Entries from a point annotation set

* begin *

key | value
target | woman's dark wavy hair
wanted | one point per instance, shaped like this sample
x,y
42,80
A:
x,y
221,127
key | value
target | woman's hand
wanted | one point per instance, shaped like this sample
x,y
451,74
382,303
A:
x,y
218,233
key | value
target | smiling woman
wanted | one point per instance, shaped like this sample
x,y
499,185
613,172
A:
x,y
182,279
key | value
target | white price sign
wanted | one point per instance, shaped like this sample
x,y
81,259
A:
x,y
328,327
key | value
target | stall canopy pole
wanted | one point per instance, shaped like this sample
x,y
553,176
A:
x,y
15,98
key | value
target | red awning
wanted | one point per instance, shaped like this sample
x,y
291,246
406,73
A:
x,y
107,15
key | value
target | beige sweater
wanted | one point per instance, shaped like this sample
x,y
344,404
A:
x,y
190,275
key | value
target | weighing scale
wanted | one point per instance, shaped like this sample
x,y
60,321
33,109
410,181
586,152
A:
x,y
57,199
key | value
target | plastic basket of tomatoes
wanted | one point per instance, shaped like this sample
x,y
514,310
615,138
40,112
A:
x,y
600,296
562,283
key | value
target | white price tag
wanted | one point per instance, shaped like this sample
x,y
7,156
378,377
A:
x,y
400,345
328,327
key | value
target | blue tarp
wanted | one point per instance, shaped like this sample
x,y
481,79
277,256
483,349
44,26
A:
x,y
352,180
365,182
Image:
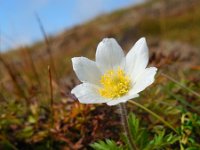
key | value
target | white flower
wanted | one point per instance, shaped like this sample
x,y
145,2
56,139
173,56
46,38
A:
x,y
113,78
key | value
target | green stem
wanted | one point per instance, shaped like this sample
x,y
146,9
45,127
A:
x,y
125,124
153,114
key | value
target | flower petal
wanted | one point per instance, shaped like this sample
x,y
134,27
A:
x,y
145,79
109,55
86,70
122,99
88,94
137,58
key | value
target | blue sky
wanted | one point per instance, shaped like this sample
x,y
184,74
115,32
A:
x,y
18,25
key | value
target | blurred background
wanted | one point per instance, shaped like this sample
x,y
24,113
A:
x,y
38,38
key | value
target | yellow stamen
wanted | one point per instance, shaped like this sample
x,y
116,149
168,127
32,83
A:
x,y
115,83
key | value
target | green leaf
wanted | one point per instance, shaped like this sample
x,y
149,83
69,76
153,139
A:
x,y
106,145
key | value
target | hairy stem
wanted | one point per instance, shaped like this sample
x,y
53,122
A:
x,y
126,126
153,114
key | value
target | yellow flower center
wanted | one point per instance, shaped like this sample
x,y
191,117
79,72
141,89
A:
x,y
115,83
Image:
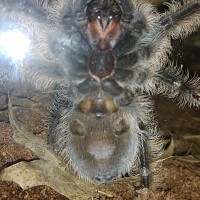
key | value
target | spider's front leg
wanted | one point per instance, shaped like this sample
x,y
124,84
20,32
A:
x,y
181,19
177,85
144,160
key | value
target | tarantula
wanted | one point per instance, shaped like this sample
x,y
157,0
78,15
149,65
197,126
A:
x,y
105,58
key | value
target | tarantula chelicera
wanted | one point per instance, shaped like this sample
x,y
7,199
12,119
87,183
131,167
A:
x,y
105,58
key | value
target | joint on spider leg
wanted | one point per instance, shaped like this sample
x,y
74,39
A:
x,y
144,161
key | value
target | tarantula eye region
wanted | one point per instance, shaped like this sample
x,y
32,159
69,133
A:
x,y
80,16
121,127
99,107
78,128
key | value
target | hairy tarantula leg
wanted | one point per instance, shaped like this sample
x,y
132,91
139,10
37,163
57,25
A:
x,y
181,19
144,161
176,85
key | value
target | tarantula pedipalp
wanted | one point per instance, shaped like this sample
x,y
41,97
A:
x,y
105,57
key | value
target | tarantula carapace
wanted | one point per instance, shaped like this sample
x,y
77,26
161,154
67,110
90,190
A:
x,y
105,58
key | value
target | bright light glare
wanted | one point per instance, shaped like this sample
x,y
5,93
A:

* end *

*WHAT YOU ARE ASKED TO DO*:
Reproduce the entries above without change, omitting all pictures.

*REPLY*:
key | value
target | woman's dark wavy hair
wanted | one point per instance, shaped like this sample
x,y
42,80
A:
x,y
221,127
key | value
target | woman's hand
wanted | one point per instance, shaped like this sample
x,y
451,74
382,303
A:
x,y
218,233
key | value
target | smiling woman
wanted | one point per instance, shaped like this sample
x,y
499,185
613,172
A:
x,y
182,279
key | value
target | white price sign
wanted | one point per instance, shaped like this sample
x,y
81,259
A:
x,y
328,327
key | value
target | stall canopy pole
wanted | one point per instance, shaped like this sample
x,y
553,176
A:
x,y
15,98
key | value
target | red awning
wanted | one point per instance, shaped like this sample
x,y
291,246
406,73
A:
x,y
107,15
key | value
target | beige sweater
wanted | one point per instance, shaped like this sample
x,y
344,404
A:
x,y
190,275
key | value
target | weighing scale
wanted | one point per instance, shaped like this sample
x,y
60,321
33,109
410,181
586,152
A:
x,y
57,199
key | value
target | plastic basket of tomatoes
wanted | one point per instance, shaped like this sample
x,y
514,310
615,138
40,112
A:
x,y
600,296
562,283
key | value
target | white price tag
wanted | one point per instance, shaped like this sample
x,y
7,156
378,377
A:
x,y
400,345
328,327
key | value
target | blue tarp
wanted | one point per instance, shaped like this sample
x,y
481,79
277,256
483,349
44,26
A:
x,y
352,180
365,182
Image:
key | value
target | white flower
wanted | one point per instance, shaped like this sample
x,y
145,2
56,139
173,56
46,38
A:
x,y
113,78
key | value
target | green stem
wanted | one point per instance, shaped like this sample
x,y
146,9
45,127
A:
x,y
125,124
153,114
key | value
target | flower petal
wanted | one point per instance, shaped like this sample
x,y
134,27
A:
x,y
145,79
109,55
86,70
122,99
88,94
137,58
key | value
target | blue sky
wanted | one point per instance, shaped like this sample
x,y
184,74
115,32
A:
x,y
18,25
key | value
target | blurred background
wanted | one point per instance, shaped like this sample
x,y
24,113
A:
x,y
38,38
key | value
target | yellow stamen
wanted | one point per instance, shaped like this sample
x,y
116,149
168,127
32,83
A:
x,y
115,83
key | value
target | green leaf
wanted | one point per instance, shaped like this sample
x,y
149,83
69,76
153,139
A:
x,y
106,145
key | value
target | hairy stem
wanted | one point per instance, shaped like this sample
x,y
53,122
A:
x,y
126,126
153,114
key | value
target | yellow flower center
wanted | one point per instance, shaped like this sample
x,y
191,117
79,72
141,89
A:
x,y
115,83
Image:
key | value
target | spider's front leg
wanted | one point per instance, shaped like this sample
x,y
124,84
20,32
A:
x,y
181,19
177,85
144,160
key | value
target | tarantula
wanted | one point per instance, shaped like this sample
x,y
157,0
78,15
149,65
197,126
A:
x,y
105,58
key | value
target | tarantula chelicera
wanted | one point per instance, shaped like this sample
x,y
7,199
12,119
87,183
131,167
A:
x,y
105,58
key | value
target | joint on spider leg
wanted | one point per instance, shaped like this sample
x,y
74,39
A:
x,y
144,161
key | value
target | tarantula eye region
wanted | one point per instance, shaped like this sample
x,y
32,159
69,133
A:
x,y
80,16
121,127
99,107
78,128
key | value
target | hairy tarantula leg
wanted | one point per instance, shaped like this sample
x,y
132,91
139,10
37,163
57,25
A:
x,y
181,19
144,161
176,85
key | value
target | tarantula pedipalp
wanted | one point per instance, shaped like this sample
x,y
41,97
A:
x,y
105,57
key | value
target | tarantula carapace
wanted | one point per instance, shaped like this sample
x,y
77,26
161,154
67,110
90,190
A:
x,y
105,58
key | value
target | bright light glare
wanted | one point per instance, shaped like this sample
x,y
5,93
A:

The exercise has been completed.